**What you will do**.
A. In the news report on rising interest rates and construction demand, what reading did the performance of construction index reach in April?
B. Carry on the news report about interest rates and construction demand, picking up after its final sentence.

----- Document section -----

Rate rise to curb construction demand

Rising interest rates are expected to curb demand in Australia’s construction industry, particularly in the residential sector, Ai Group says.

The Australian Industry Group/Housing Industry Association performance of construction index eased 0.6 points to 55.9 in April, but held above the crucial 50-point market that separates expansion from contraction.

Ai Group chief policy advisor Peter Burn said while new orders are growing at a faster rate than in March, the industry is finding difficulty sourcing materials and labour, as well as facing continuing prices pressures.

“The rise in interest rates announced yesterday by the Reserve Bank and the further rises foreshadowed can be expected to ease demand growth somewhat, particularly in the residential sectors,” Dr Burn said.

He said while both the federal and state governments are adding to their infrastructure pipelines, the ability of the industry to meet still higher levels of activity will depend on the supply of skilled labour, including from abroad, and on the success of efforts to repair disrupted supply chains.

The Reserve Bank of Australia lifted the cash rate to 0.35 per cent from a record low 0.1 per cent following Tuesday’s monthly board meeting, the first increase in over a decade..

It was a larger increase than expected by economists after last week’s spike in inflation to the highest level in some two decades.

Commonwealth Bank of Australia was the first of the big four banks to hike its standard variable home loan rates on Tuesday, passing on the full 0.25 percentage point increase.

ANZ and Westpac quickly followed suit, while National Australia Bank caught up with its competitors on Wednesday morning.

RBA governor Philip Lowe has warned further interest rate rises should be expected in coming months, because without them inflation would grow substantially.

----- Supplied material -----

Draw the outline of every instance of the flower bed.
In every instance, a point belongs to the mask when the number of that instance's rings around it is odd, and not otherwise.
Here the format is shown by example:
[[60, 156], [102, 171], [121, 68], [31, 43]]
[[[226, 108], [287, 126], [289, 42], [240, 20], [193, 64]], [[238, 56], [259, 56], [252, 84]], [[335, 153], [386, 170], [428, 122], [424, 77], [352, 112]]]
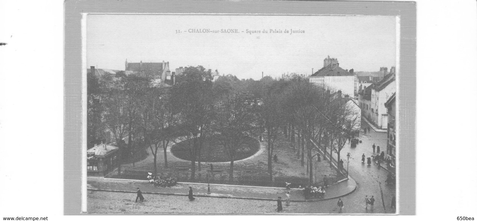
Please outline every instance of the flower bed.
[[162, 187], [170, 187], [175, 186], [177, 184], [177, 179], [173, 176], [169, 176], [166, 178], [161, 178], [159, 176], [153, 176], [151, 172], [147, 173], [147, 179], [149, 179], [149, 183], [154, 183], [156, 186], [160, 186]]
[[154, 180], [154, 185], [162, 187], [170, 187], [177, 184], [177, 179], [174, 177], [169, 177], [166, 179], [157, 179]]
[[305, 195], [305, 198], [307, 199], [322, 198], [324, 197], [326, 193], [326, 192], [325, 191], [324, 188], [321, 186], [317, 187], [313, 186], [307, 186], [303, 189], [303, 194]]

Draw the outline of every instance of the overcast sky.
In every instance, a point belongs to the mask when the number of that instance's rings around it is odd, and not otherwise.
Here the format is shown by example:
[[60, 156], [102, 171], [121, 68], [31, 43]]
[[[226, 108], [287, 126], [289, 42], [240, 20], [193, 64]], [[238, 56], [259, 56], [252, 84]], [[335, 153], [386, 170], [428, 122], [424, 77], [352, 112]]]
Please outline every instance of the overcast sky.
[[[164, 60], [171, 71], [202, 65], [259, 79], [262, 71], [274, 77], [287, 72], [309, 75], [328, 55], [355, 71], [389, 70], [396, 64], [396, 19], [391, 16], [90, 14], [86, 24], [88, 67], [124, 70], [126, 58]], [[239, 32], [189, 32], [204, 29]], [[269, 32], [246, 33], [264, 29]], [[290, 29], [304, 33], [284, 31]]]

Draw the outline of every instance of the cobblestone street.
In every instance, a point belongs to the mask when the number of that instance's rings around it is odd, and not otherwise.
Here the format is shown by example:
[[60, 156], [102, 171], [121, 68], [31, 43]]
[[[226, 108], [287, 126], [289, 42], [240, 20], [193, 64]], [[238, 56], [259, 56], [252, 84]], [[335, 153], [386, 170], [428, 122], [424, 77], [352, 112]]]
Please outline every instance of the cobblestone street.
[[[144, 194], [145, 200], [135, 202], [135, 193], [89, 192], [88, 212], [90, 213], [337, 213], [334, 200], [311, 202], [290, 203], [283, 211], [275, 211], [275, 201], [211, 197]], [[343, 211], [345, 212], [346, 207]]]

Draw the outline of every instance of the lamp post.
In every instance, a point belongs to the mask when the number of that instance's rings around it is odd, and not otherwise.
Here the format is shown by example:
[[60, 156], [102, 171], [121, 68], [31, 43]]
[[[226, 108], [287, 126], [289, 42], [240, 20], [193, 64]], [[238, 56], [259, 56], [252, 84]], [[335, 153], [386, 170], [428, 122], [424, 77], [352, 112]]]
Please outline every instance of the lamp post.
[[350, 174], [350, 172], [349, 172], [350, 171], [349, 171], [349, 170], [350, 170], [350, 156], [351, 156], [351, 154], [350, 154], [349, 153], [348, 153], [348, 154], [346, 154], [346, 157], [348, 158], [348, 166], [346, 168], [346, 176], [347, 177], [349, 176], [349, 175]]

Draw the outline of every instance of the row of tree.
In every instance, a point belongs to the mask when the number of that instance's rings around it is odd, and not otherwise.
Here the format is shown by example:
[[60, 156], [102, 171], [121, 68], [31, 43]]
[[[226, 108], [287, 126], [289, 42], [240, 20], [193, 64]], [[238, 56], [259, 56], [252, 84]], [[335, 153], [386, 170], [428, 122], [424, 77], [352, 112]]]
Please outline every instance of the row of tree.
[[167, 168], [167, 147], [177, 137], [185, 137], [194, 181], [196, 162], [197, 169], [201, 169], [205, 140], [214, 135], [228, 151], [231, 180], [236, 151], [244, 138], [263, 135], [268, 143], [271, 181], [274, 145], [283, 133], [302, 166], [307, 159], [311, 182], [311, 160], [317, 150], [309, 141], [315, 140], [325, 148], [330, 147], [330, 152], [338, 153], [339, 161], [346, 139], [360, 123], [347, 99], [331, 88], [300, 77], [290, 81], [270, 77], [240, 80], [228, 75], [212, 80], [210, 71], [202, 66], [186, 67], [177, 76], [177, 84], [168, 87], [153, 86], [153, 79], [146, 76], [123, 76], [112, 83], [111, 79], [88, 75], [88, 141], [105, 140], [103, 135], [108, 132], [120, 148], [130, 150], [135, 146], [132, 138], [135, 137], [141, 141], [137, 145], [150, 149], [156, 173], [158, 150], [162, 148]]

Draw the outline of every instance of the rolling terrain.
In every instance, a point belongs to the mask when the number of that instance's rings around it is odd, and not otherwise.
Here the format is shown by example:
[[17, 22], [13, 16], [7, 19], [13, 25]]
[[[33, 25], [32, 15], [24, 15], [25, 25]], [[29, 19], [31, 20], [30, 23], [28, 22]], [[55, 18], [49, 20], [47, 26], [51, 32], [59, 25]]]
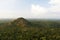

-----

**Answers for the tasks**.
A. It eased 0.6 points to 55.9.

B.
The Australian Bureau of Statistics will release retail trade figures for March on Wednesday, which are expected to show a modest slowing in in growth even before the rise in interest rates..

Economists’ forecasts point to a 0.5 per cent increase in March after two solid months of growth above one per cent.

Retail spending has shown solid momentum since the turn of the year despite the outbreak of the COVID-19 Omicron variant and floods along the east coast of Australia.

However, there are concerns that the spike in petrol prices to above $2 a litre at one stage during March will have strained household budgets.

The ABS will also release home lending figures for March, which economists expect will show a further two per cent decline as the housing market loses steam.

The CoreLogic national home value index for April released on Monday rose by just 0.6 per cent, the smallest rise since October 2020.

Stretched housing affordability, rising fixed-term mortgage rates and lower consumer sentiment have weighed on house prices after last year’s spike.

At the same time, the ABS will also issue its living costs indexes for the March quarter, which measure the price change for goods and services and the effect they have on living expenses for various household types.